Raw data
<<<<
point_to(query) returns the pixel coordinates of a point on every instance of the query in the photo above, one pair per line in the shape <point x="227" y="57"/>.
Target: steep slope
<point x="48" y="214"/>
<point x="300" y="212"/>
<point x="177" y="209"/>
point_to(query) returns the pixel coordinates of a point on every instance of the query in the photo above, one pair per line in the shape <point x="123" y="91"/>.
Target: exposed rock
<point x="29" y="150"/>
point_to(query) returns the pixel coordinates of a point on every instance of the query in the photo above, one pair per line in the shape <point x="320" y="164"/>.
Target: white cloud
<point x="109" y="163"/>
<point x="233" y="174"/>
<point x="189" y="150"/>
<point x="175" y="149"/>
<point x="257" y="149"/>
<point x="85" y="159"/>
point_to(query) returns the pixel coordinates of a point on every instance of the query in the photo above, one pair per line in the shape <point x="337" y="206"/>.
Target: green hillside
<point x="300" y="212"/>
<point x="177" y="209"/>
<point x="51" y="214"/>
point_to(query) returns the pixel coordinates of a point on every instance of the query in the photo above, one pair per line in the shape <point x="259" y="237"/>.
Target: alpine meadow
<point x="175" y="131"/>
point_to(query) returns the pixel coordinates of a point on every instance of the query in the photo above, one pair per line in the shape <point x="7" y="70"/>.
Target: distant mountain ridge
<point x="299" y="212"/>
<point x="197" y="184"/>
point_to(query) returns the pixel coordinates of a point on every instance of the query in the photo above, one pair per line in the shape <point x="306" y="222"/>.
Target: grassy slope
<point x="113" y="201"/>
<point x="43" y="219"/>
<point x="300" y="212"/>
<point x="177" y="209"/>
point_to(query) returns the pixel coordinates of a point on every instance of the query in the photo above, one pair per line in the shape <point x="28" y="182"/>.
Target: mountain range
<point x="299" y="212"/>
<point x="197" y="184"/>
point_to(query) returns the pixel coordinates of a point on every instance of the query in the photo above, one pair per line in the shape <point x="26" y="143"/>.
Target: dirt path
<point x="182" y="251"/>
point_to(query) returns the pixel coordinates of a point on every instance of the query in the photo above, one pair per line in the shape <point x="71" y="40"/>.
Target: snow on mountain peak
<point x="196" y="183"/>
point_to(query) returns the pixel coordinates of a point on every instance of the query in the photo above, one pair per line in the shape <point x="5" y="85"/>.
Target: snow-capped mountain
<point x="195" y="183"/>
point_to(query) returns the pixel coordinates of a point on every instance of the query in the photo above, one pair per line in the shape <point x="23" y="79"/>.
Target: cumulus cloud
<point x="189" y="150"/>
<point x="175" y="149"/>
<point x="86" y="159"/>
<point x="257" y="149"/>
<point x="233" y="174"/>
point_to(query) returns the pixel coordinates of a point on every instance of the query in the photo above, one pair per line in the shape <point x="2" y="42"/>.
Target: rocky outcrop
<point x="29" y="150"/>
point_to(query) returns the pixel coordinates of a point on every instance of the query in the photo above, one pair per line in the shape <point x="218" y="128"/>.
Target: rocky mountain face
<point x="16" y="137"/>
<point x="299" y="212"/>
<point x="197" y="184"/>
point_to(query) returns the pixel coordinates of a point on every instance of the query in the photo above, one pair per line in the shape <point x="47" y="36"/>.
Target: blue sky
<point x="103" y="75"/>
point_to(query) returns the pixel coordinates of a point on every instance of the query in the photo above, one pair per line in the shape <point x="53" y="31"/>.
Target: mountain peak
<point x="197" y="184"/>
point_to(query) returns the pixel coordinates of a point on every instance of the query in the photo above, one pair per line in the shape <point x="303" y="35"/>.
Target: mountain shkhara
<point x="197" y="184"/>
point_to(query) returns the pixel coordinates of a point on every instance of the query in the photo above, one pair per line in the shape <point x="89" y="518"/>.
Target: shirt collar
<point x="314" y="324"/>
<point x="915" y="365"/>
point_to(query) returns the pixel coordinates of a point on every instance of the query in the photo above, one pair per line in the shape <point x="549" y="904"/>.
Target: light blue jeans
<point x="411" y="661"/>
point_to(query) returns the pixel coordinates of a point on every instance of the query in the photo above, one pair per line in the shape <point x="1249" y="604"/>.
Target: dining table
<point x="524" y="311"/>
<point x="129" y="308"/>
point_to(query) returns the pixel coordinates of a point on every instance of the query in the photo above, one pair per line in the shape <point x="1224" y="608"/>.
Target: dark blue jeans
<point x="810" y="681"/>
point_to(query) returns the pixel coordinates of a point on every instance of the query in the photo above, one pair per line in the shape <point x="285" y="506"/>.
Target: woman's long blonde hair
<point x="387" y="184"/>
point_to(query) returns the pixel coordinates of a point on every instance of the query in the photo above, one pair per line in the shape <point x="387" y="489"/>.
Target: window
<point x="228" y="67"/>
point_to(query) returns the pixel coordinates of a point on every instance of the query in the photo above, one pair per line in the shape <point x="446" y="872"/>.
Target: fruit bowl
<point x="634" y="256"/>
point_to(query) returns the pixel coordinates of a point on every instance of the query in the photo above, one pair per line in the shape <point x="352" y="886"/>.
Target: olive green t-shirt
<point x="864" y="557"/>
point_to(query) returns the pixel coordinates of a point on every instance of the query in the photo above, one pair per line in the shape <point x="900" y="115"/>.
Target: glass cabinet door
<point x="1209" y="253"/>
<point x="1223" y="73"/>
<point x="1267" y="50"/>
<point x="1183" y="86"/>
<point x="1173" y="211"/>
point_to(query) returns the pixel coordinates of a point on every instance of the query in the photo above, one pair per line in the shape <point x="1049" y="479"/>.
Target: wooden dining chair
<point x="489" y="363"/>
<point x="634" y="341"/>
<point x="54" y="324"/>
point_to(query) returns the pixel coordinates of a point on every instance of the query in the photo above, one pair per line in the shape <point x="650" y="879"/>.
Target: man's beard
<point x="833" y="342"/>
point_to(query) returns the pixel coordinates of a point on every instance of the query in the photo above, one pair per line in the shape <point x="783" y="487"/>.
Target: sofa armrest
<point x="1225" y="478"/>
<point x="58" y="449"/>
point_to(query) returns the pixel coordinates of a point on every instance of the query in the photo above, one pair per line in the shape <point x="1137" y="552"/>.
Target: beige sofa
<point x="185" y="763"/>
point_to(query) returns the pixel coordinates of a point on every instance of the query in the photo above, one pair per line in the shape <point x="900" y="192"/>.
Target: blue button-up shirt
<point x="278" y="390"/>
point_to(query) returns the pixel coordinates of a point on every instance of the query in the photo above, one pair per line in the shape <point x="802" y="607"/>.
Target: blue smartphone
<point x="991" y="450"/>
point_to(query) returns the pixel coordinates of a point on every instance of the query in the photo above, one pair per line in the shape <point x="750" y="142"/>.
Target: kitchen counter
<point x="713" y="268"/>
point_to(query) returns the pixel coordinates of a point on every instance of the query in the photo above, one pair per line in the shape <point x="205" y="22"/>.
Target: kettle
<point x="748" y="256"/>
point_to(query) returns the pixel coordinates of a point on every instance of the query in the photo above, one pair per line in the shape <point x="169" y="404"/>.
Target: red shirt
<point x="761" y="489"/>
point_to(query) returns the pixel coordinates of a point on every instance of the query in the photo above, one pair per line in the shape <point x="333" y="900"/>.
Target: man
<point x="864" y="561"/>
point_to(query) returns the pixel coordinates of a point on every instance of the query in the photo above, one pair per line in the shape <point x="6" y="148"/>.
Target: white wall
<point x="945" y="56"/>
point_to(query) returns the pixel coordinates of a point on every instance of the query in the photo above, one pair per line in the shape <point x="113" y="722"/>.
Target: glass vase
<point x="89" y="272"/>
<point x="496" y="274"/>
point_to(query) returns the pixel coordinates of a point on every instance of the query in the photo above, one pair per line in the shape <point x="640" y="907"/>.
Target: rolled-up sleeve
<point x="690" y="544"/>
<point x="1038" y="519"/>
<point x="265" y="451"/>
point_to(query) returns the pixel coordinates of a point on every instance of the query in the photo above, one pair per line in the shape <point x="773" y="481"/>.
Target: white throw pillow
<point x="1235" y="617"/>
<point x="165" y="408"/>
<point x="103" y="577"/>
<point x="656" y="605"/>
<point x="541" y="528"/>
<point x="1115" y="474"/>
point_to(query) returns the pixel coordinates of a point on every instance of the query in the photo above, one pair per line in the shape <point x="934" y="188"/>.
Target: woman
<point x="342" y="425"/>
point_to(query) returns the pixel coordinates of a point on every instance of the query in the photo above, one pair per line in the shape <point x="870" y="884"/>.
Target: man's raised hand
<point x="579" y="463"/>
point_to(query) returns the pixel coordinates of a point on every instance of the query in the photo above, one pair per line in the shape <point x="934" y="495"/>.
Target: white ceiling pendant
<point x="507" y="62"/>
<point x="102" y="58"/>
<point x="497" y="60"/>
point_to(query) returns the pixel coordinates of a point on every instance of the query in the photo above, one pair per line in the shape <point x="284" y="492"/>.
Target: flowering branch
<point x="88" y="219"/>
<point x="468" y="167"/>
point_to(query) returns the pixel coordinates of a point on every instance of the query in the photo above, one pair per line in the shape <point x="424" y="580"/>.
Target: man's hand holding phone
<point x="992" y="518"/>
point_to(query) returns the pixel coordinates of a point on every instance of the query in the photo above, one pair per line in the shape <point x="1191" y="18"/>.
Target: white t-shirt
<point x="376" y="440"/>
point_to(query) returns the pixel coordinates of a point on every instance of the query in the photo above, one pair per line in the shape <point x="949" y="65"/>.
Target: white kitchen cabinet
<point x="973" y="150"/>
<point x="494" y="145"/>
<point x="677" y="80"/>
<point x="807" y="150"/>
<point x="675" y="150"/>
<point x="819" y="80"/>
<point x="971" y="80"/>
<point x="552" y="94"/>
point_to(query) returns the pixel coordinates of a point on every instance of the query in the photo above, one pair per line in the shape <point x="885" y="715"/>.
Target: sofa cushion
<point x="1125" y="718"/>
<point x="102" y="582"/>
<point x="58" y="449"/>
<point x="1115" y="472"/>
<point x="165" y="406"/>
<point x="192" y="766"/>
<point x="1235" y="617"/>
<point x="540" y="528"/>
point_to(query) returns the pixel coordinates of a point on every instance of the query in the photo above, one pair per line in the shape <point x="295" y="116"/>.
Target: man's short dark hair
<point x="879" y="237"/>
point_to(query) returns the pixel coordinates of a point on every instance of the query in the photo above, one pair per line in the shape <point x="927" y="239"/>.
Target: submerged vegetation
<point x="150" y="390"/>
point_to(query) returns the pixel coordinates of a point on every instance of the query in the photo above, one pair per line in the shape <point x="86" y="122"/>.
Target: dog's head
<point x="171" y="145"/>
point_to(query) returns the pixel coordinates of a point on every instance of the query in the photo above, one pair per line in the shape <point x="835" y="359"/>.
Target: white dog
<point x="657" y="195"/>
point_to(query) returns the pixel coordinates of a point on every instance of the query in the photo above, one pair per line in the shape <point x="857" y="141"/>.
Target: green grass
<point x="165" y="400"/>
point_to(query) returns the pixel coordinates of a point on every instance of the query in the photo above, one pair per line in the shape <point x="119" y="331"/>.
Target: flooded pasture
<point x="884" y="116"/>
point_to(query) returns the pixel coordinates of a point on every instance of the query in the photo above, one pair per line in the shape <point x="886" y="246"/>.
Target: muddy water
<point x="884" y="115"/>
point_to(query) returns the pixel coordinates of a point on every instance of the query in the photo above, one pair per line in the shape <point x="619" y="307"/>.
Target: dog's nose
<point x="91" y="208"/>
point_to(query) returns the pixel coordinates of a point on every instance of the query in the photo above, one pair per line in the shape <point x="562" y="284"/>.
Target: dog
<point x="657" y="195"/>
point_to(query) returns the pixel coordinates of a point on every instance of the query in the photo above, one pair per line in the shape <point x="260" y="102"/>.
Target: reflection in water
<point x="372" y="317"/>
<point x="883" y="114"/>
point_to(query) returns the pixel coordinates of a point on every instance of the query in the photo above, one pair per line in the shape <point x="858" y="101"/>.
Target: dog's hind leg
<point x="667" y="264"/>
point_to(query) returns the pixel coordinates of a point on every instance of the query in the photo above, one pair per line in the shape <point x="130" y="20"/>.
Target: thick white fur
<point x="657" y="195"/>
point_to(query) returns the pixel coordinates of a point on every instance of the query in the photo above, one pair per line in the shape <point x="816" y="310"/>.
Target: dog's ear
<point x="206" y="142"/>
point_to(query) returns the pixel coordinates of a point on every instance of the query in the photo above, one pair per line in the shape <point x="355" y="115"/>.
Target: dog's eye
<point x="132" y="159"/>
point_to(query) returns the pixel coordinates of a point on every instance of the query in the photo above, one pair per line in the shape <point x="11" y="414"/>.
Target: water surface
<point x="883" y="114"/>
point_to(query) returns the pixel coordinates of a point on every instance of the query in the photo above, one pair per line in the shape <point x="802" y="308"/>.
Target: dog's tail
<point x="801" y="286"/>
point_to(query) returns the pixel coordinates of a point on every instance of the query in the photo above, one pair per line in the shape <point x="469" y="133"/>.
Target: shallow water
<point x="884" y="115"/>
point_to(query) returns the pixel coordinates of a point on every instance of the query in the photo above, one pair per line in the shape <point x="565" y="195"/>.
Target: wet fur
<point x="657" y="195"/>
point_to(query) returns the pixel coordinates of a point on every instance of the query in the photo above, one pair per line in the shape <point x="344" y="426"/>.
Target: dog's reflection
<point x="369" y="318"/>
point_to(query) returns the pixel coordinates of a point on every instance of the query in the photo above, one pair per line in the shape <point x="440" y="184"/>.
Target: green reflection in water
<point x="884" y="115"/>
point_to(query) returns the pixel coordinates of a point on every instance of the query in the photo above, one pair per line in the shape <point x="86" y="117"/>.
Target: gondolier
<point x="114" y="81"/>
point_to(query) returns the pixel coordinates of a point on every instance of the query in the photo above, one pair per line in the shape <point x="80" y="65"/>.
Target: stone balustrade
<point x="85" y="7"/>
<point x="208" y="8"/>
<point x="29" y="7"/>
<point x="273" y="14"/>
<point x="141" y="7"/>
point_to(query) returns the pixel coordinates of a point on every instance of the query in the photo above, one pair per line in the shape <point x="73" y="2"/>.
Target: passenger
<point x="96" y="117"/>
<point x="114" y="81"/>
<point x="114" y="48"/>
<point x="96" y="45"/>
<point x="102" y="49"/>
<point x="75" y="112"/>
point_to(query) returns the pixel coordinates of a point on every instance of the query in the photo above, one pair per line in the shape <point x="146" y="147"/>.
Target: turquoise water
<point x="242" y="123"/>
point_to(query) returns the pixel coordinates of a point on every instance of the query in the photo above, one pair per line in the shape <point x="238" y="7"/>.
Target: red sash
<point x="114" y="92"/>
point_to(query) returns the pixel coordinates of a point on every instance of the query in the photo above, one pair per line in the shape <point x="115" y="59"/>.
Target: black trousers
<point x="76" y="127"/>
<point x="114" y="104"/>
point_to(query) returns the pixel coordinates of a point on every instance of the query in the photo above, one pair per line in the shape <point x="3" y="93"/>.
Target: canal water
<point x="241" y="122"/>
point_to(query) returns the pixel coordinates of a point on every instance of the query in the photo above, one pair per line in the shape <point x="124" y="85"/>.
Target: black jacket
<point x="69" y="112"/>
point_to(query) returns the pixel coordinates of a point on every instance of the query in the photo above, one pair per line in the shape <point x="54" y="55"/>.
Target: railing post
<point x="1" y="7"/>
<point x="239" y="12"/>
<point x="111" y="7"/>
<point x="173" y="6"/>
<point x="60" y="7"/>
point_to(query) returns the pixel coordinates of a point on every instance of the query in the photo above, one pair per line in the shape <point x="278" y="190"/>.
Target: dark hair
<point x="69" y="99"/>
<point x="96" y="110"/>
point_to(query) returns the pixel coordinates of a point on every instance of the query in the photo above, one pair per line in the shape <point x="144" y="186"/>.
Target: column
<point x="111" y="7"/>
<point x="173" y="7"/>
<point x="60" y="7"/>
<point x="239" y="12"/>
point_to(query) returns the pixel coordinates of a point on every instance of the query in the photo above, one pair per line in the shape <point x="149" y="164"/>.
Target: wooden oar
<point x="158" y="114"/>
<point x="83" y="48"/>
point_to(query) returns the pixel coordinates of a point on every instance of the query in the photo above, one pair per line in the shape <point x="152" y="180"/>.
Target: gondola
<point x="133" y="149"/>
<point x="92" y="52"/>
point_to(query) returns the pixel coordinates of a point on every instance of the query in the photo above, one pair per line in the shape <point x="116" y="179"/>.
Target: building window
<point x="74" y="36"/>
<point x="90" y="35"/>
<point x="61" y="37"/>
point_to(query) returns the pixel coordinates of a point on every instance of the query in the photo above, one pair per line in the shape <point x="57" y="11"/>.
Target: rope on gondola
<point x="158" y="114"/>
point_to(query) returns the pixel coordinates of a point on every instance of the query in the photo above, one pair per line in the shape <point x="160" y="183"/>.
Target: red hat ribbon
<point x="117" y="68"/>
>>>>
*Stated task*: How many lines of the data above contain the string "wooden"? Case counts; reply with only the number.

*Result for this task*: 2